= GIVEN PROBLEM A =
Render everything in the rows from the line containing "Isolate the white road marking line." down to the line containing "[122, 846, 800, 1109]" as a Markdown table with the columns No. and Line, omitting blank lines.

= READING TEXT =
# Design 10 speaker audio system



## Gazoo (Mar 10, 2014)

I am a music lover, but not the sharpest tool in the shed. I bought a house with 10 speakers mounted in ceiling. They are MAS Audio speakers with 8 ohms and 100 watts. I drove them using my old Yamaha receiver (basically spliced the pairs together with half of them on one channel and half on the other). After 1 year the receiver died. It was old so I thought nothing of it and replaced it. One year later my new Onkyo died too. I finally did some research and learned about that "load balancing" and impedance thing! Now I'm trying to do it right. Was planning to buy a Niles SSVC-6 volume control, impedance matching speaker selector. I now have my entire music library in digital format and plan to only stream music from my computer and/or phone to the system through an Apple AirPort device. So I need to plug my AirPort into an amplifier and then run the amplifier to the speaker selector, right??

Two questions:
1) is this a decent system design?
2) can anyone recommend an amp that will drive this many ceiling speakers with this load? I care about the sound quality but am not an audiophile, so probably need something middle of the road to upper-end for normal users.

Thank you in advance.

Gazoo


----------



## Viggen (Dec 31, 2008)

*Re: Design 10-speaker Audio System*

The 10 speakers are in different rooms? So 5 or so rooms? Thus just for background music?

Or a 10 speaker home theatre setup?

If you want to be able to turn specific rooms on or off then yes you need a selector switch which has 5 zones or however many zones you need

If you do not care about being able turn specific rooms or speakers off you can use any amp to power them. You just have to properly wire the speakers so the amp sees the proper ohm load so it will not fry itself. 

Niles makes solid stuff.... I have no need for it in my house thus no first hand experience except for selling their stuff 20 plus years ago.


----------

= GIVEN PROBLEM B =
Update the forum thread by reproducing everything from "2) can anyone" down to "(Dec 31, 2008)" with "audiophile" replaced by "hi-fi enthusiast".

= TASK DATA =

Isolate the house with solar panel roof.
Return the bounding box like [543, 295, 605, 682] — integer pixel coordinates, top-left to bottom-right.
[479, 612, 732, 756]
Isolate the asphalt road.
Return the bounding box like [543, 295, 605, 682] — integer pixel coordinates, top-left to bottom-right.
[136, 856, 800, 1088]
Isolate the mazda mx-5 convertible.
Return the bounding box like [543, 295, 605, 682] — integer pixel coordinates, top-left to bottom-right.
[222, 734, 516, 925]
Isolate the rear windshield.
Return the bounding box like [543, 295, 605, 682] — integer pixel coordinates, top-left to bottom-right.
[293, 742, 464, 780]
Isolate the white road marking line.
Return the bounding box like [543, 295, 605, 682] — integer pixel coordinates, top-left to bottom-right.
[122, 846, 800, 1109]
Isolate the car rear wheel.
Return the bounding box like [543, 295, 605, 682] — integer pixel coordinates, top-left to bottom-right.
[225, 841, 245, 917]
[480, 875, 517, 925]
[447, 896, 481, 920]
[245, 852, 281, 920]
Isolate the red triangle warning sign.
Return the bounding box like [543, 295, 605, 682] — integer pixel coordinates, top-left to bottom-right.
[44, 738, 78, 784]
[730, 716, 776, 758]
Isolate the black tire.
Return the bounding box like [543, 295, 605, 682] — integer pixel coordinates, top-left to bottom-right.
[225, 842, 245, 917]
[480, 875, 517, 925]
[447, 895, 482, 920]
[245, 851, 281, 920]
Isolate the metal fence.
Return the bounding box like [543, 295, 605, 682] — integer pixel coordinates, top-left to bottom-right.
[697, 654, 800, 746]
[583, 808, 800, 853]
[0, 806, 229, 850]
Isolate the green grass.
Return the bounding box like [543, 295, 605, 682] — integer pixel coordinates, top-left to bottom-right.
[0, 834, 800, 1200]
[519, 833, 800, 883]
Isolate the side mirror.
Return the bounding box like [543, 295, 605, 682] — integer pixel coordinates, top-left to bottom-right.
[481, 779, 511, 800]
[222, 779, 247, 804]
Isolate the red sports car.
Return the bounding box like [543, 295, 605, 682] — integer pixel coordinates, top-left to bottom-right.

= WRITTEN ANSWER A =
| No. | Line |
|---|---|
| 1 | Isolate the white road marking line. |
| 2 | Return the bounding box like [543, 295, 605, 682] — integer pixel coordinates, top-left to bottom-right. |
| 3 | [122, 846, 800, 1109] |

= WRITTEN ANSWER B =
2) can anyone recommend an amp that will drive this many ceiling speakers with this load? I care about the sound quality but am not an hi-fi enthusiast, so probably need something middle of the road to upper-end for normal users.

Thank you in advance.

Gazoo


----------



## Viggen (Dec 31, 2008)